> _What to do_
A. In the COVID-19 tax overview, replace "jurisdiction" with "country" and give the stretch from "This page offers" through "original source information." again.
B. What is the Spanish translation of this sentence from the COVID-19 tax overview: "The content will be updated regularly."
C. Could you continue the overview of COVID-19 tax measures from where it stops?

> _Source text_
------------

This page offers an overview of tax developments being reported globally by KPMG member firms in response to the Novel Coronavirus (COVID-19).
The content will be updated regularly. However, due to the fast-moving pace of change, it may not always reflect the most current developments in a given jurisdiction. Please refer to the date of accuracy and refer to the relevant links, under additional information, for original source information.
Initial set of tax measures prescribed in Decree on Fiscal Benefits and Direct Aid to Private Sector and Citizens due to COVID-19 included deferral of payments of salary tax and contributions for salaries paid within 3 months until 4 January 2021, deferral of the advance on due corporate income tax payments for three months until submission of final corporate income tax return, VAT exemptions on certain donations to public institutions, deferral of compliance procedures, and reduction of the default interest rate to the NBS reference rate for late tax liability payment.

------------

> _Record extracts_
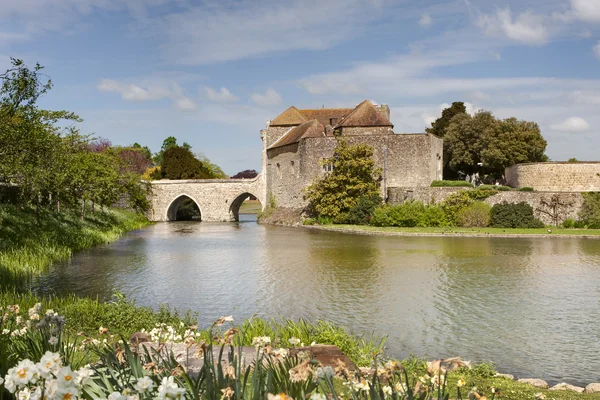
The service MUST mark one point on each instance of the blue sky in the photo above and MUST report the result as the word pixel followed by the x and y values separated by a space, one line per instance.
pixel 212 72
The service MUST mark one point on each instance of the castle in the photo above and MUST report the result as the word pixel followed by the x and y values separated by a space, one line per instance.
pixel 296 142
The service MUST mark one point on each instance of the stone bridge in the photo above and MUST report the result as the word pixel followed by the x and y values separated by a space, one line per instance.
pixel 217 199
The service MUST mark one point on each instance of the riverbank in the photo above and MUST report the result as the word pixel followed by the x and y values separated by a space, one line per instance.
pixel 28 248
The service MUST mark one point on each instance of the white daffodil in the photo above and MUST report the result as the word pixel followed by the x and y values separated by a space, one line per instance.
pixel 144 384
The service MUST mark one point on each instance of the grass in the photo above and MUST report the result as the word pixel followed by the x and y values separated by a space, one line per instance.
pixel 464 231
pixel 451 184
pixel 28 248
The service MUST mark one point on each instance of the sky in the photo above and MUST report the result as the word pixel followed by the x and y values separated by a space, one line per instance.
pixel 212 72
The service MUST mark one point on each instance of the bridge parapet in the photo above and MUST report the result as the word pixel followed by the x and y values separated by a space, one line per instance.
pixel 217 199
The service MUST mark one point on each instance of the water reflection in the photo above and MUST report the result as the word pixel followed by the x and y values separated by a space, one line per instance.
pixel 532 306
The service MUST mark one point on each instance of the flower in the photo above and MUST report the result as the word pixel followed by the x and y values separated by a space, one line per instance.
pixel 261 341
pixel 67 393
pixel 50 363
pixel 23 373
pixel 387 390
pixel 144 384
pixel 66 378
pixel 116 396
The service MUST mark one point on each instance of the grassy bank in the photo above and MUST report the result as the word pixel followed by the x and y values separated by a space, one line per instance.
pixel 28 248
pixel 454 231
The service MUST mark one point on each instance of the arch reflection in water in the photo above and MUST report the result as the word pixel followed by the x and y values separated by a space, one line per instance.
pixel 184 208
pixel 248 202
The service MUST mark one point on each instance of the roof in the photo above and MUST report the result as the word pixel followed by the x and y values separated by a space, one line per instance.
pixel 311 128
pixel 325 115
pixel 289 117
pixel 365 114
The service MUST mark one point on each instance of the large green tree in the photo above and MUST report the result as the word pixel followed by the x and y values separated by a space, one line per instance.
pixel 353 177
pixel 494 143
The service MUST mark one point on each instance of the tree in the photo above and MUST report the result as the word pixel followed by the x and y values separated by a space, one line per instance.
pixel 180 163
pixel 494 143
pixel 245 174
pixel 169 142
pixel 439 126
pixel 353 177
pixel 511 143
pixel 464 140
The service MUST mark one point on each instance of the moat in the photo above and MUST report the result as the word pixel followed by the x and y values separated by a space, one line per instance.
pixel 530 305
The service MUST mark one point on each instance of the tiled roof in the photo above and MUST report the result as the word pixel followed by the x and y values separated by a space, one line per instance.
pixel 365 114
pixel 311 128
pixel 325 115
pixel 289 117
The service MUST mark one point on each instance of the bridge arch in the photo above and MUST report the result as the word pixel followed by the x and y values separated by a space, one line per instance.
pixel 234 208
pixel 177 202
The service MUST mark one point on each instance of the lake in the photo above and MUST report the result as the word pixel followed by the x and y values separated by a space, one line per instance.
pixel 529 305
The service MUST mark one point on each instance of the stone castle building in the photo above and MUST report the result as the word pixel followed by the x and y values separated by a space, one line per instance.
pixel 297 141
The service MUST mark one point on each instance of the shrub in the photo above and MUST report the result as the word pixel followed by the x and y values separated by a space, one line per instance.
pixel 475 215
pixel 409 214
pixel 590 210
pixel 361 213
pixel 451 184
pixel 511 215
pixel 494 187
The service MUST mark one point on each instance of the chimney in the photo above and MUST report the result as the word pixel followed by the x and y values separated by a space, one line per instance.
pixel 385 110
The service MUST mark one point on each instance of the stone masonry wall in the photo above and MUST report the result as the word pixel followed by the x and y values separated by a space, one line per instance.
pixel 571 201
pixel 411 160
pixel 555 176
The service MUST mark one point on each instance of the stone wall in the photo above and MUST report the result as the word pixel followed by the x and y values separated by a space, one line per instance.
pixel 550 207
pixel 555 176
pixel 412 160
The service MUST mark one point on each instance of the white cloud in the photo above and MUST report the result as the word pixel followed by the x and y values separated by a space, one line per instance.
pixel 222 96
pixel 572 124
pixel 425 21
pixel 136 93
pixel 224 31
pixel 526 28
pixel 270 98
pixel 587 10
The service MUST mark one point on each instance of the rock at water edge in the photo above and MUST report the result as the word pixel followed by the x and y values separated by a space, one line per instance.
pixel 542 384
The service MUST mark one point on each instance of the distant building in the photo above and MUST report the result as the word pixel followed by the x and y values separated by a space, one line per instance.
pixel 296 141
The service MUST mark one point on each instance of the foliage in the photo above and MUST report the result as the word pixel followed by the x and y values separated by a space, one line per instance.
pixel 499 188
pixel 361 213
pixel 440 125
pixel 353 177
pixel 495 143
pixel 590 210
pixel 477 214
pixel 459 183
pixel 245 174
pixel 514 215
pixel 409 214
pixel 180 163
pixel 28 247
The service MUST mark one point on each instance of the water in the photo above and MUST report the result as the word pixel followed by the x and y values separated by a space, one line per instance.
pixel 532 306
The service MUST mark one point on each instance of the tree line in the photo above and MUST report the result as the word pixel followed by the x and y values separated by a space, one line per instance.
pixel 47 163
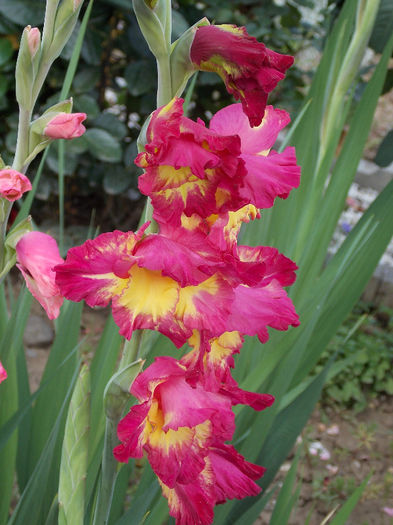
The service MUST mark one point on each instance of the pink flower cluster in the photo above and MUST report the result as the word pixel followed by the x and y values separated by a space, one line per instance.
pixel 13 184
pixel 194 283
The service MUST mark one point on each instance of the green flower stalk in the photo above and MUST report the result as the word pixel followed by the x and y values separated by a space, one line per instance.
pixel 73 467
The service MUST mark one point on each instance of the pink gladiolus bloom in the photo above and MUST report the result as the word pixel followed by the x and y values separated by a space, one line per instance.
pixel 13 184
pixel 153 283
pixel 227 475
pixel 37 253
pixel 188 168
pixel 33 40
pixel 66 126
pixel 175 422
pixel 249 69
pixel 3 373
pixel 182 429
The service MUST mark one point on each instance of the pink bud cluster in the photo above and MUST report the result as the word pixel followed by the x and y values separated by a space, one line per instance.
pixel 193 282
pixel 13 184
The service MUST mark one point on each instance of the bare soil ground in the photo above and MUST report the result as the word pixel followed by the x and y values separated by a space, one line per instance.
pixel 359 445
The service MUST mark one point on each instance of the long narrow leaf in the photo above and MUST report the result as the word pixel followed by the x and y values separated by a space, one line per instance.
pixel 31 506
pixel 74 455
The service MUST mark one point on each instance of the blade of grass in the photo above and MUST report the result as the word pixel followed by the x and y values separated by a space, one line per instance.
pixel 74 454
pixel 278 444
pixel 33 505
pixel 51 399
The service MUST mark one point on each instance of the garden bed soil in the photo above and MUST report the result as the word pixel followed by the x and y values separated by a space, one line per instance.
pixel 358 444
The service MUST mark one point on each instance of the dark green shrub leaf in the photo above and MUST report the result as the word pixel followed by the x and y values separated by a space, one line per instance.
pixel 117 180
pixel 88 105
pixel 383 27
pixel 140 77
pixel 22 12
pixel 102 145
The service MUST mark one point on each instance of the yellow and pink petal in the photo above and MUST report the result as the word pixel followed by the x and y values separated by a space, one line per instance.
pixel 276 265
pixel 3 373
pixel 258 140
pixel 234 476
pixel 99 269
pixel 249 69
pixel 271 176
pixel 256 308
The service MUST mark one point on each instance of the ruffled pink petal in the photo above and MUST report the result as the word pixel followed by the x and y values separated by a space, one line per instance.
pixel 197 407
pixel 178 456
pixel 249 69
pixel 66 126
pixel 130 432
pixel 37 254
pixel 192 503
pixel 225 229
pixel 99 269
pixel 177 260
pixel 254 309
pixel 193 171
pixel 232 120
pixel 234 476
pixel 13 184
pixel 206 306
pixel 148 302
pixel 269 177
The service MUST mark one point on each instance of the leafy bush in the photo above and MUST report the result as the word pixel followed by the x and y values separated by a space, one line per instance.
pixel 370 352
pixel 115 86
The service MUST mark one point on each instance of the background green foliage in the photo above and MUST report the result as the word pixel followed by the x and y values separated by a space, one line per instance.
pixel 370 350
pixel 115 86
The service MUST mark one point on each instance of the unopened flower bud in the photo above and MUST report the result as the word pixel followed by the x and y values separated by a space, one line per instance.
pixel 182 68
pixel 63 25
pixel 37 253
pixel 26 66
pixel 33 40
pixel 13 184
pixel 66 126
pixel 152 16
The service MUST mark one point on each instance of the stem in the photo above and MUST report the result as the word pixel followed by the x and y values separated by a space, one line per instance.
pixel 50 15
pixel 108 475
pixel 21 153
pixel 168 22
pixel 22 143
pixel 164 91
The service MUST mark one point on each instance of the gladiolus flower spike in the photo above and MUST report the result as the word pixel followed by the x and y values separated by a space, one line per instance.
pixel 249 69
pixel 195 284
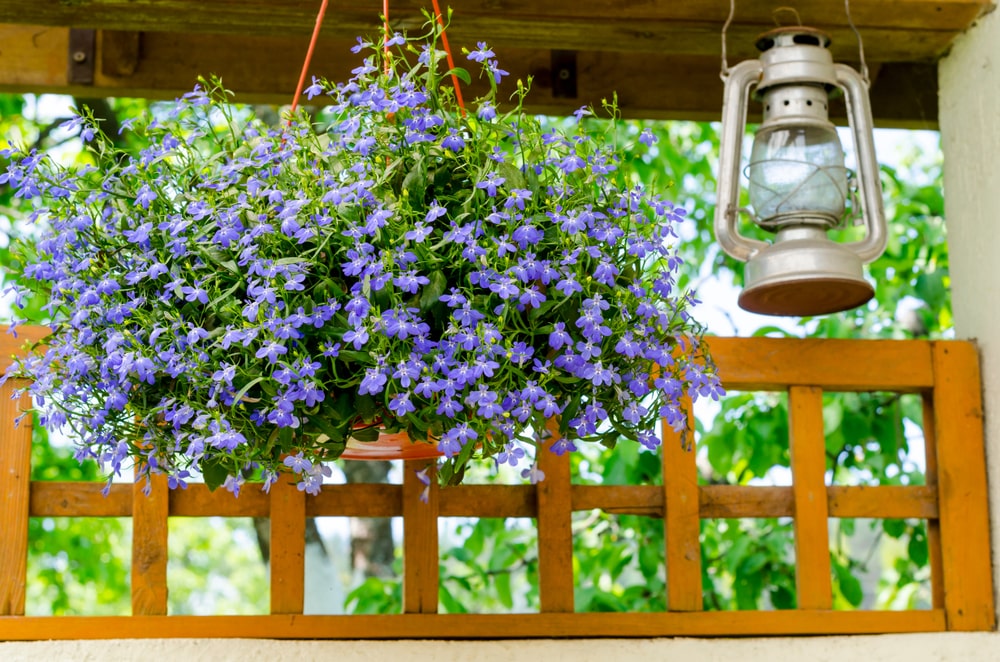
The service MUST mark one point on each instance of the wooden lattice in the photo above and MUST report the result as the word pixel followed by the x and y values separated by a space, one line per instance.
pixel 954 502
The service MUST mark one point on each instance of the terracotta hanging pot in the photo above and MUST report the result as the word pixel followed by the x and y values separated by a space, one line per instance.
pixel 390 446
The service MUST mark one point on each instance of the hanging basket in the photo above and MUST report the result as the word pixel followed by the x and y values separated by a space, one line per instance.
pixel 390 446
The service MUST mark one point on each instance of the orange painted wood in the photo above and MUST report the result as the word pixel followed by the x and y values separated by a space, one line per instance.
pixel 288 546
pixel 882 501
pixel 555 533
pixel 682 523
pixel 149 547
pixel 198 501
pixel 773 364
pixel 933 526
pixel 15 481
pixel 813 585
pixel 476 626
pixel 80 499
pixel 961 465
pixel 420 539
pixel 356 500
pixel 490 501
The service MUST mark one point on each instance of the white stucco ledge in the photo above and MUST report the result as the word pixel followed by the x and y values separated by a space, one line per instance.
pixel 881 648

------------

> _Your responses_
A.
This page offers an overview of tax developments being reported globally by KPMG member firms in response to the Novel Coronavirus (COVID-19).
The content will be updated regularly. However, due to the fast-moving pace of change, it may not always reflect the most current developments in a given country. Please refer to the date of accuracy and refer to the relevant links, under additional information, for original source information.

B. El contenido se actualizará periódicamente.

C.
Deferred salary tax and contributions liabilities can be repaid in up to 24 installments. Rulebook which will prescribe detailed methods of repayment in instalments is expected to be published in December 2020.
In July, second set of fiscal measures is introduced, extending deferral of payments of salary tax and contributions for salaries paid within 1 month until 5 January 2021.
Entities which opted for both sets of measures can not decrease number of full time employed for more than 10% before expiry of the period of three months from the last payment of direct benefits (no later than 31 December 2020), and can not pay out any form of dividend until 31 December 2020.
On 13 August 2020, the Government adopted the Decree on the Youth Employment Incentive Program "My First Salary" aiming to help youth employment during and after the crisis. For the individuals engaged through this program, National Employment Service will cover contributions for damage sustained due to an injury at work or a professional illness.